**GIVEN EXERCISE 1:**
In the passage about the trial, what did Karla tell the court Kristen had said shortly before her murder?

**GIVEN PASSAGE:**
▽
But on and on Homolka went: Yes, that was she inserting her finger into her insentient sister's vagina. Yes, she was the one who lured Kristen French into the car on the afternoon the girl was abducted while on her way home from school. Yes, that was she performing oral sex and analingus (a word many of us had never known before) on the victims and her husband. Yes, that was she impersonating her dead sister while she was having sex with Bernardo. Yes, that was she ignoring Leslie Mahaffy's pleas for mercy, her moans and whimpers of pain as she begged to see her family, her little brother, one more time. Yes, that was she who played dress-up with Kristen French, following Bernardo's script, trying out perfumes and makeup. Yes, that was she plunging a bottle into Kristen's rectum.

Karla . . . Karla . . . Karla . . .

And every day - sometimes in clumsy fashion, often with feelings of self-loathing - men and women and even children would discuss these horrendous details, at work, around the dinner table, in movie lineups. The trial was omnipresent.

Despite our repugnance, we couldn't turn away. But we survived it, ultimately. It was, I think, the minimum we owed the victims, those beautiful girls: To not shield our eyes, to not cover our ears.

They lived and died it. The least we could do was not hide from it. In truth, I believe, the depravity of Paul and Karla Bernardo never soiled nor tainted the loveliness of those girls. The killers couldn't steal the grace from their victims.

``Some things are worth dying for,'' Karla told the court Kristen had said, shortly before her murder, when she would no longer submit to Bernardo's commands.
△
[Object pointing dataset rows]
▽
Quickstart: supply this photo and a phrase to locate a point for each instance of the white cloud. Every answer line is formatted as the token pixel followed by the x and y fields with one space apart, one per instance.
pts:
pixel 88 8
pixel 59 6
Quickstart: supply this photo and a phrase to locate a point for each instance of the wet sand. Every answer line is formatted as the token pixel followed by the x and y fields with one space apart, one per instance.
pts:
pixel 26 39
△
**GIVEN EXERCISE 2:**
Which lines in the entries contain the string "sand"? Copy each one, treating case as significant.

**COMPLETE OUTPUT 1:**
"Some things are worth dying for."

**COMPLETE OUTPUT 2:**
Quickstart: supply this photo and a phrase to locate a point for each instance of the wet sand. Every answer line is formatted as the token pixel followed by the x and y fields with one space apart, one per instance.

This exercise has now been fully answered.